■ **STATED PROBLEM**
Revise the listing below by changing every "segment each instance" to "outline every instance" across all of it, keeping everything else the same.

::: TASK MATERIAL

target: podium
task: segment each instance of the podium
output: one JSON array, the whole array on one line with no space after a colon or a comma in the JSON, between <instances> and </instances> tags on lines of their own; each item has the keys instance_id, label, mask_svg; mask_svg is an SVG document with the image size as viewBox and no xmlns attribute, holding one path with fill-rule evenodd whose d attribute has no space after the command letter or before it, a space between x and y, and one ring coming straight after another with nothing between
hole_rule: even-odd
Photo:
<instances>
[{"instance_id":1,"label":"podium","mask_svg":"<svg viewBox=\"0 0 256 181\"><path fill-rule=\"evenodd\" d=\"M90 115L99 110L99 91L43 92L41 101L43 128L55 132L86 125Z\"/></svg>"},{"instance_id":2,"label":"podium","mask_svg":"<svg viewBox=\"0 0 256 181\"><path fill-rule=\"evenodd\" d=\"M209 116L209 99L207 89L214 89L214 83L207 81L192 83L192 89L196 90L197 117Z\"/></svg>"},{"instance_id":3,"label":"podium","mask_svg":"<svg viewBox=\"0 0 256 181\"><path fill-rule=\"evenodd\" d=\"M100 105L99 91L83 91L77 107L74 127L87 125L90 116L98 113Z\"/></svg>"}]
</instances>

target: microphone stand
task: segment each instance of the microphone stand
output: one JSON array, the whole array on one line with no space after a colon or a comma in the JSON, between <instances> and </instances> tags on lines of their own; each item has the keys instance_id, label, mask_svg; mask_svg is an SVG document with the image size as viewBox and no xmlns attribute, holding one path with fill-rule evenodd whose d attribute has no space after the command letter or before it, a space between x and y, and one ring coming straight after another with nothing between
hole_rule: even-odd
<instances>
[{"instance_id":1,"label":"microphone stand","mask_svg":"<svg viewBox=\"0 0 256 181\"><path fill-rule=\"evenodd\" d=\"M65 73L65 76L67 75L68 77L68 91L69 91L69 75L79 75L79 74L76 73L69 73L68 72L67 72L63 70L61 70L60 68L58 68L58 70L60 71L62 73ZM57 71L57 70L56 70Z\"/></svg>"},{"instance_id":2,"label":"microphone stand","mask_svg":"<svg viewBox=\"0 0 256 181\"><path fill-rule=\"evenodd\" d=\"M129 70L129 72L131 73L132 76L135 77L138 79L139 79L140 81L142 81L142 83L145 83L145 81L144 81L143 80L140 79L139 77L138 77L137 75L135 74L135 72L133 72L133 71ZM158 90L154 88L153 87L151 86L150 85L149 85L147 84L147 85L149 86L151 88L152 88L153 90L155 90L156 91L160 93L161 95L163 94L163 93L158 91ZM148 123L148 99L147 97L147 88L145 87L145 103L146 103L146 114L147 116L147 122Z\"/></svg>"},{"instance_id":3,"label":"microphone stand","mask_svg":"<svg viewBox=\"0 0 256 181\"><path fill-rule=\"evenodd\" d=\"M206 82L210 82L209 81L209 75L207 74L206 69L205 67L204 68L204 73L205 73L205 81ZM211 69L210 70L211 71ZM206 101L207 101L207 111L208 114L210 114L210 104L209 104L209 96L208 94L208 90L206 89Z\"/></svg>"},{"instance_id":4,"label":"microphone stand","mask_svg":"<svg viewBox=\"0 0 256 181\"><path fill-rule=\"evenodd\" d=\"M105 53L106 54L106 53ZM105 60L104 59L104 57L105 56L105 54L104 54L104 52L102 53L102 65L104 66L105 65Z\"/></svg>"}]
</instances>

::::::

■ **ANSWER TO THE TASK**
target: podium
task: outline every instance of the podium
output: one JSON array, the whole array on one line with no space after a colon or a comma in the JSON, between <instances> and </instances> tags on lines of their own; each item has the keys instance_id, label, mask_svg; mask_svg is an SVG document with the image size as viewBox and no xmlns attribute, holding one path with fill-rule evenodd whose d attribute has no space after the command letter or before it, a space between x and y, and one ring coming straight after another with nothing between
hole_rule: even-odd
Photo:
<instances>
[{"instance_id":1,"label":"podium","mask_svg":"<svg viewBox=\"0 0 256 181\"><path fill-rule=\"evenodd\" d=\"M90 115L99 110L99 91L43 92L41 101L43 128L55 132L86 125Z\"/></svg>"},{"instance_id":2,"label":"podium","mask_svg":"<svg viewBox=\"0 0 256 181\"><path fill-rule=\"evenodd\" d=\"M209 116L209 99L207 89L214 89L214 83L207 81L192 83L192 89L196 90L197 117Z\"/></svg>"},{"instance_id":3,"label":"podium","mask_svg":"<svg viewBox=\"0 0 256 181\"><path fill-rule=\"evenodd\" d=\"M100 105L99 91L83 91L77 107L74 127L87 125L90 116L98 113Z\"/></svg>"}]
</instances>

target: microphone stand
task: outline every instance of the microphone stand
output: one JSON array, the whole array on one line with no space after a colon or a comma in the JSON, between <instances> and </instances> tags on lines of their own; each item has the keys instance_id, label, mask_svg; mask_svg is an SVG document with the image size as viewBox and no xmlns attribute, holding one path with fill-rule evenodd whose d attribute has no space after the command letter or before it, a space between x and y, and one ring coming straight after another with nothing between
hole_rule: even-odd
<instances>
[{"instance_id":1,"label":"microphone stand","mask_svg":"<svg viewBox=\"0 0 256 181\"><path fill-rule=\"evenodd\" d=\"M65 73L65 76L67 75L68 77L68 91L69 91L69 75L79 75L79 74L76 73L69 73L68 72L67 72L63 70L61 70L60 68L58 68L58 70L60 71L62 73ZM57 71L57 70L56 70Z\"/></svg>"},{"instance_id":2,"label":"microphone stand","mask_svg":"<svg viewBox=\"0 0 256 181\"><path fill-rule=\"evenodd\" d=\"M129 70L129 72L131 73L132 76L135 77L138 79L139 79L140 81L142 81L142 83L145 83L145 81L144 81L143 80L140 79L139 77L138 77L137 75L135 74L135 72L133 72L133 71ZM158 90L154 88L153 87L151 86L150 85L149 85L147 84L147 85L149 86L151 88L152 88L153 90L155 90L156 91L160 93L161 95L163 94L163 93L158 91ZM148 123L148 99L147 97L147 88L145 87L145 103L146 103L146 114L147 116L147 122Z\"/></svg>"},{"instance_id":3,"label":"microphone stand","mask_svg":"<svg viewBox=\"0 0 256 181\"><path fill-rule=\"evenodd\" d=\"M206 82L210 82L209 81L209 75L207 74L206 69L205 67L204 68L204 73L205 73L205 81ZM211 69L210 70L211 71ZM206 101L207 101L207 111L208 114L210 114L210 104L209 104L209 96L208 94L208 90L206 89Z\"/></svg>"},{"instance_id":4,"label":"microphone stand","mask_svg":"<svg viewBox=\"0 0 256 181\"><path fill-rule=\"evenodd\" d=\"M105 53L106 54L106 53ZM105 60L104 59L104 57L105 56L105 54L104 54L104 52L102 53L102 65L104 66L105 65Z\"/></svg>"}]
</instances>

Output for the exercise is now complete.